▸ What the task requires
Copy the material below word for word, from the line containing "Would you be able to pick out the white wall" through the last line of the material, both included.
─── Data for this exercise
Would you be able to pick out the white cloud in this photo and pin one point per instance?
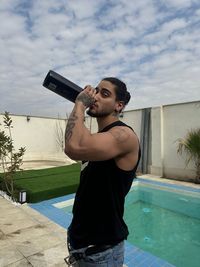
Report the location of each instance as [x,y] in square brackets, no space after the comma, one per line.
[154,46]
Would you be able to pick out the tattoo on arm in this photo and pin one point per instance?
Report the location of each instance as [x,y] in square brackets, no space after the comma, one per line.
[120,135]
[70,126]
[85,99]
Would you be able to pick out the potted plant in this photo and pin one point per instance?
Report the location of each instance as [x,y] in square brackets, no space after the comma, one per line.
[190,144]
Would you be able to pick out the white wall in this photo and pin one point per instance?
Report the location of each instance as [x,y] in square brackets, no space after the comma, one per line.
[39,137]
[168,123]
[177,120]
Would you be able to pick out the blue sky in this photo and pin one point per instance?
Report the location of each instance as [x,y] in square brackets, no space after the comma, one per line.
[152,45]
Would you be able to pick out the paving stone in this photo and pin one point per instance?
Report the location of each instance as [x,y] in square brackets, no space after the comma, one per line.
[21,263]
[9,255]
[50,257]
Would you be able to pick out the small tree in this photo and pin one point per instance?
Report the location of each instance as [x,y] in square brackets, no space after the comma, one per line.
[10,161]
[191,146]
──────
▸ Response
Would you be able to pick out the white wall in this photo and pin one point per instance?
Report the location of each instance as [x,y] in square brackets, no space after the comma, one per line.
[39,137]
[168,123]
[177,120]
Would you be able to pick out the blue sky in this photo and pin one point per instance?
Report the location of each instance as [x,y] in square brackets, no space after the comma, one per line.
[152,45]
Would you be able to pick out the paving stone in this photo and pin one point per instance?
Report the location of each instance as [x,y] in square brackets, no space after the comma, one per line.
[21,263]
[9,255]
[50,257]
Would you be able to pick out the small tree in this photo and pin one point per instance?
Report the location of each instance as [x,y] in square brackets, no space after the comma, one per line.
[10,161]
[191,146]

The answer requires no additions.